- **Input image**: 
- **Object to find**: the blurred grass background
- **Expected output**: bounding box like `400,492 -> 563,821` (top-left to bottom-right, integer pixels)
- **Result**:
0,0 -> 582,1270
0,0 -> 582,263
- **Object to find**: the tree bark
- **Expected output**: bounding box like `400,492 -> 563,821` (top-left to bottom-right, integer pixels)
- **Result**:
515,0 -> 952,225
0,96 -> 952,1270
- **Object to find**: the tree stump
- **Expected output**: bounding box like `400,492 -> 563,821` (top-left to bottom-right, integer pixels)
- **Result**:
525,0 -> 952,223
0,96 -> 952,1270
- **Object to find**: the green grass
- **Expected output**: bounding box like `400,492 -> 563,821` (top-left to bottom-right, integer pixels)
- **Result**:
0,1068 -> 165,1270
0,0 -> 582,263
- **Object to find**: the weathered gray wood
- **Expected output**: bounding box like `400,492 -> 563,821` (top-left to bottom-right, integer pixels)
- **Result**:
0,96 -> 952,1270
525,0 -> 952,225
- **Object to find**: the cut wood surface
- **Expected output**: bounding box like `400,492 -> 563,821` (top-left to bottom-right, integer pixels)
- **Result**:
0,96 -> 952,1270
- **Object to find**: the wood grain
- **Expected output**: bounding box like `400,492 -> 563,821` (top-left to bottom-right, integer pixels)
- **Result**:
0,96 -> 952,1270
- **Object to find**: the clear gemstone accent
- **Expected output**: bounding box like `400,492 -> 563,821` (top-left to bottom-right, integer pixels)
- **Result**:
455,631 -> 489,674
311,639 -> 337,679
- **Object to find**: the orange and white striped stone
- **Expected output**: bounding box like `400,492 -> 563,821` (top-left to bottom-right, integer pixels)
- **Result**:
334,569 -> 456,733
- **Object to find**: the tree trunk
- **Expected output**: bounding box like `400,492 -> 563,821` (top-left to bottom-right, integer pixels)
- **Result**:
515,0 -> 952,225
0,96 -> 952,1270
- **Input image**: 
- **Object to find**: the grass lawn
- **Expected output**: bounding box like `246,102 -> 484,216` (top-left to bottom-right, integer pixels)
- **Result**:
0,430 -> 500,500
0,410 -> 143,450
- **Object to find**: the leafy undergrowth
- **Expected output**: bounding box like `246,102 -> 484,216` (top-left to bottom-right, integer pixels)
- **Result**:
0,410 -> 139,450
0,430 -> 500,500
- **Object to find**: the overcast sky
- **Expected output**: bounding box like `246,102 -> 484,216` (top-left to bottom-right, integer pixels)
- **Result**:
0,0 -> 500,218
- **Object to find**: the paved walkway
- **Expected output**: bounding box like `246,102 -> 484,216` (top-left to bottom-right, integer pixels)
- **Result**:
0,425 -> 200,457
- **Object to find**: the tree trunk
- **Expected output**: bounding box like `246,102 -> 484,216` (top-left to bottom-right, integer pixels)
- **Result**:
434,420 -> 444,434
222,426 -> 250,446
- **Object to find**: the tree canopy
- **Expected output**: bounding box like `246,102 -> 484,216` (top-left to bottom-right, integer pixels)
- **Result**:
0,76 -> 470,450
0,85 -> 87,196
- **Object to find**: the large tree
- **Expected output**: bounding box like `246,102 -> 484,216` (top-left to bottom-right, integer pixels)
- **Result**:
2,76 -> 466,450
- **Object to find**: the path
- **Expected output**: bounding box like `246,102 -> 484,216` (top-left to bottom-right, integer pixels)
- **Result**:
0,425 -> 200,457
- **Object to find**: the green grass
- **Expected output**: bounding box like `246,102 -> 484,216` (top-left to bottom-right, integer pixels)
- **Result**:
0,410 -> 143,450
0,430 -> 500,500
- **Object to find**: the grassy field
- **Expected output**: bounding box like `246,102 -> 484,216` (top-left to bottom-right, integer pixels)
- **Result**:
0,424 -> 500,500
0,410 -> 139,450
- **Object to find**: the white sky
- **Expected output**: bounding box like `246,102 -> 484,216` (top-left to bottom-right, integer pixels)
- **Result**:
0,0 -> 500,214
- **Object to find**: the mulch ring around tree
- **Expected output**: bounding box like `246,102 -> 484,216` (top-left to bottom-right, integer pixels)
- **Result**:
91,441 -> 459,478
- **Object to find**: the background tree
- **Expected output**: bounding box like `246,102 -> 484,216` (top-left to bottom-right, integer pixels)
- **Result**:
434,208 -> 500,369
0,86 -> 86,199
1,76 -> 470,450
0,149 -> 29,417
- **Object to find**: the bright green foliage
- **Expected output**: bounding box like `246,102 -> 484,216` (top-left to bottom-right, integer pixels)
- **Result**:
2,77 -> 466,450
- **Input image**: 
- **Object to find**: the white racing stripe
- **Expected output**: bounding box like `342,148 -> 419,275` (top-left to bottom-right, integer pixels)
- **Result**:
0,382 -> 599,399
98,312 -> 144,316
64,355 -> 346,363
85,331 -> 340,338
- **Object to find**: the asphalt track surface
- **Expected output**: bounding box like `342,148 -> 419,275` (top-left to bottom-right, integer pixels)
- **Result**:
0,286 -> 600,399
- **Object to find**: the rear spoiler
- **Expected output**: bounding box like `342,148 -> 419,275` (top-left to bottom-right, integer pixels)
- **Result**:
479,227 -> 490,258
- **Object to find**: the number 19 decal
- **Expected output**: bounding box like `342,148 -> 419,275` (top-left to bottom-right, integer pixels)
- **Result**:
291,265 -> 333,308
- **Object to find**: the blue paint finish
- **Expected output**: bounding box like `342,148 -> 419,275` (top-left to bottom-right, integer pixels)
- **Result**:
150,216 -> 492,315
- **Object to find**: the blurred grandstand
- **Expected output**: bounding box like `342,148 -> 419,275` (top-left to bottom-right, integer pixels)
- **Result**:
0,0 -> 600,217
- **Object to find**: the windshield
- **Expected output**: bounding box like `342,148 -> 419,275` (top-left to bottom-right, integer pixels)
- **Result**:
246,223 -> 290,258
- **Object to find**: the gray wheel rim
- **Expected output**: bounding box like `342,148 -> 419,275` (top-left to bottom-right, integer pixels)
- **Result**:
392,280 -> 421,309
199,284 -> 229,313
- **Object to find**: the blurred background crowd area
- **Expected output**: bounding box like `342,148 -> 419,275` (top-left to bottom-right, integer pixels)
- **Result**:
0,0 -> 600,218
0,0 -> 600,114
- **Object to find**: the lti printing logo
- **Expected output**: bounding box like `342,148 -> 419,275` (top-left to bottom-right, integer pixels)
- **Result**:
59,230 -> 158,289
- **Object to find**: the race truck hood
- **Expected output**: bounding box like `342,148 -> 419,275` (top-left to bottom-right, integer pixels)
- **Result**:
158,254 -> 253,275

◆ **WRITTEN REQUEST**: Put the records above into a Markdown table with two columns, Row and Line. Number each line in Row and leave out blank lines.

◆ **ANSWER FOR THIS EXERCISE**:
| Row | Line |
|---|---|
| 1 | - **Input image**:  |
| 2 | - **Object to find**: the blurred grass background |
| 3 | - **Expected output**: bounding box like `400,492 -> 563,821` (top-left to bottom-right, integer pixels) |
| 4 | - **Result**: |
| 5 | 0,0 -> 582,1270 |
| 6 | 0,0 -> 582,263 |
| 7 | - **Object to find**: the tree bark |
| 8 | - **Expected output**: bounding box like `400,492 -> 563,821` (top-left to bottom-right, integer pixels) |
| 9 | - **Result**: |
| 10 | 515,0 -> 952,225 |
| 11 | 0,96 -> 952,1270 |
| 12 | - **Object to find**: the tree stump |
| 13 | - **Expected output**: bounding box like `400,492 -> 563,821` (top-left to bottom-right, integer pixels) |
| 14 | - **Result**: |
| 15 | 525,0 -> 952,223 |
| 16 | 0,96 -> 952,1270 |
| 17 | - **Object to find**: the green grass |
| 18 | - **Expected output**: bounding box like `400,492 -> 563,821` (top-left to bottom-right, integer pixels) |
| 19 | - **Result**: |
| 20 | 0,1068 -> 165,1270 |
| 21 | 0,0 -> 582,263 |
| 22 | - **Object to find**: the weathered gray wood |
| 23 | - **Expected output**: bounding box like `400,492 -> 563,821` (top-left to bottom-right, integer pixels) |
| 24 | - **Result**: |
| 25 | 0,96 -> 952,1270 |
| 26 | 525,0 -> 952,225 |
| 27 | - **Object to find**: the cut wood surface |
| 28 | - **Expected output**: bounding box like `400,492 -> 563,821` (top-left to bottom-right, integer pixels) |
| 29 | - **Result**: |
| 30 | 0,96 -> 952,1270 |
| 31 | - **Object to find**: the wood grain |
| 32 | - **Expected output**: bounding box like `400,492 -> 563,821` (top-left to bottom-right, integer pixels) |
| 33 | - **Result**: |
| 34 | 0,96 -> 952,1270 |
| 35 | - **Object to find**: the clear gemstone accent |
| 36 | - **Expected output**: bounding box like `400,492 -> 563,821` (top-left to bottom-right, integer pixels) |
| 37 | - **Result**: |
| 38 | 455,631 -> 489,674 |
| 39 | 311,639 -> 337,679 |
| 40 | - **Object to find**: the orange and white striped stone |
| 41 | - **Expected output**: bounding box like `400,492 -> 563,821` (top-left to bottom-right, integer pixels) |
| 42 | - **Result**: |
| 43 | 334,569 -> 456,733 |
| 44 | - **Object to find**: the tree trunk |
| 45 | - **Expected output**: bounding box like `400,492 -> 563,821` (top-left to bottom-right, integer pixels) |
| 46 | - **Result**: |
| 47 | 515,0 -> 952,225 |
| 48 | 0,96 -> 952,1270 |
| 49 | - **Input image**:  |
| 50 | - **Object to find**: the grass lawn |
| 51 | - **Expected output**: bounding box like `246,102 -> 484,216` (top-left to bottom-right, integer pixels) |
| 52 | - **Result**: |
| 53 | 0,430 -> 500,500 |
| 54 | 0,410 -> 143,450 |
| 55 | - **Object to find**: the leafy undergrowth |
| 56 | - **Expected output**: bounding box like `246,102 -> 484,216` (top-left to bottom-right, integer pixels) |
| 57 | - **Result**: |
| 58 | 0,410 -> 139,450 |
| 59 | 0,430 -> 500,500 |
| 60 | - **Object to find**: the overcast sky |
| 61 | - **Expected output**: bounding box like `246,102 -> 484,216` (top-left to bottom-right, integer pixels) |
| 62 | - **Result**: |
| 63 | 0,0 -> 500,218 |
| 64 | - **Object to find**: the paved walkway |
| 65 | - **Expected output**: bounding box like `246,102 -> 484,216` (top-left to bottom-right, integer pixels) |
| 66 | - **Result**: |
| 67 | 0,425 -> 200,457 |
| 68 | - **Object to find**: the tree trunk |
| 69 | - **Expected output**: bounding box like `246,102 -> 484,216` (top-left to bottom-right, integer pixels) |
| 70 | - **Result**: |
| 71 | 434,420 -> 444,434 |
| 72 | 222,426 -> 250,446 |
| 73 | - **Object to find**: the tree canopy |
| 74 | - **Expected output**: bounding box like `246,102 -> 484,216` (top-left to bottom-right, integer pixels) |
| 75 | - **Result**: |
| 76 | 0,76 -> 470,450 |
| 77 | 0,85 -> 87,196 |
| 78 | - **Object to find**: the large tree |
| 79 | - **Expected output**: bounding box like `246,102 -> 484,216` (top-left to bottom-right, integer pixels) |
| 80 | - **Result**: |
| 81 | 2,76 -> 466,450 |
| 82 | - **Object to find**: the path |
| 83 | - **Expected output**: bounding box like `246,102 -> 484,216` (top-left to bottom-right, integer pixels) |
| 84 | - **Result**: |
| 85 | 0,425 -> 200,457 |
| 86 | - **Object to find**: the green grass |
| 87 | - **Expected output**: bounding box like `246,102 -> 484,216` (top-left to bottom-right, integer pixels) |
| 88 | - **Result**: |
| 89 | 0,410 -> 143,450 |
| 90 | 0,430 -> 500,500 |
| 91 | - **Object to find**: the grassy field |
| 92 | - **Expected output**: bounding box like `246,102 -> 484,216` (top-left to bottom-right, integer pixels) |
| 93 | - **Result**: |
| 94 | 0,424 -> 500,500 |
| 95 | 0,410 -> 139,450 |
| 96 | - **Object to find**: the white sky |
| 97 | - **Expected output**: bounding box like `246,102 -> 484,216` (top-left to bottom-right, integer pixels) |
| 98 | - **Result**: |
| 99 | 0,0 -> 500,214 |
| 100 | - **Object to find**: the mulch ring around tree |
| 101 | - **Expected output**: bounding box like `246,102 -> 484,216` (top-left to bottom-right, integer pixels) |
| 102 | - **Result**: |
| 103 | 91,441 -> 459,478 |
| 104 | - **Object to find**: the background tree |
| 105 | - **Expected output**: bounding box like `246,102 -> 484,216` (top-left to bottom-right, integer pixels) |
| 106 | - **Result**: |
| 107 | 434,208 -> 500,369 |
| 108 | 0,86 -> 86,199 |
| 109 | 1,76 -> 470,450 |
| 110 | 0,149 -> 29,417 |
| 111 | - **Object to find**: the bright green foliage |
| 112 | - **Expected output**: bounding box like `246,102 -> 484,216` (top-left to bottom-right, integer pixels) |
| 113 | - **Result**: |
| 114 | 2,77 -> 466,450 |
| 115 | - **Input image**:  |
| 116 | - **Object to find**: the white racing stripe |
| 117 | - **Expected output**: bounding box like `342,148 -> 419,275` (top-left to bottom-right, integer pixels) |
| 118 | - **Result**: |
| 119 | 0,382 -> 599,399 |
| 120 | 98,312 -> 144,316 |
| 121 | 64,355 -> 346,363 |
| 122 | 85,331 -> 340,338 |
| 123 | - **Object to find**: the asphalt track surface |
| 124 | - **Expected output**: bounding box like `342,148 -> 419,275` (top-left to bottom-right, integer pixels) |
| 125 | - **Result**: |
| 126 | 0,286 -> 600,399 |
| 127 | - **Object to find**: the rear spoiler |
| 128 | - **Expected output**: bounding box like `342,148 -> 419,275` (top-left to bottom-right, integer pixels) |
| 129 | - **Result**: |
| 130 | 479,227 -> 490,258 |
| 131 | - **Object to find**: the number 19 decal |
| 132 | - **Expected output**: bounding box like `342,148 -> 419,275` (top-left to bottom-right, integer pixels) |
| 133 | - **Result**: |
| 134 | 291,265 -> 333,308 |
| 135 | - **Object to find**: the blue paint finish |
| 136 | - **Expected output**: bounding box like `342,148 -> 419,275` (top-left to bottom-right, integer pixels) |
| 137 | - **Result**: |
| 138 | 150,216 -> 492,315 |
| 139 | - **Object to find**: the blurred grandstand |
| 140 | - **Expected output**: bounding box like `342,148 -> 419,275` (top-left to bottom-right, integer pixels) |
| 141 | - **Result**: |
| 142 | 0,0 -> 600,217 |
| 143 | - **Object to find**: the windshield |
| 144 | - **Expected output**: bounding box like `342,148 -> 419,275` (top-left to bottom-right, integer pixels) |
| 145 | - **Result**: |
| 146 | 246,223 -> 290,258 |
| 147 | - **Object to find**: the gray wheel rim |
| 148 | - **Expected output**: bounding box like `342,148 -> 419,275` (top-left to bottom-right, integer pixels) |
| 149 | - **Result**: |
| 150 | 392,280 -> 421,309 |
| 151 | 199,284 -> 229,313 |
| 152 | - **Object to find**: the blurred background crowd area |
| 153 | - **Expected output**: bounding box like `342,148 -> 419,275` (top-left to bottom-right, integer pixels) |
| 154 | - **Result**: |
| 155 | 0,0 -> 600,218 |
| 156 | 0,0 -> 600,114 |
| 157 | - **Object to find**: the lti printing logo |
| 158 | - **Expected output**: bounding box like `342,148 -> 419,275` (top-left to bottom-right, integer pixels) |
| 159 | - **Result**: |
| 160 | 59,230 -> 158,289 |
| 161 | - **Object to find**: the race truck hood |
| 162 | - **Expected output**: bounding box like `342,148 -> 419,275` (top-left to bottom-right, integer pixels) |
| 163 | - **Result**: |
| 164 | 158,254 -> 253,275 |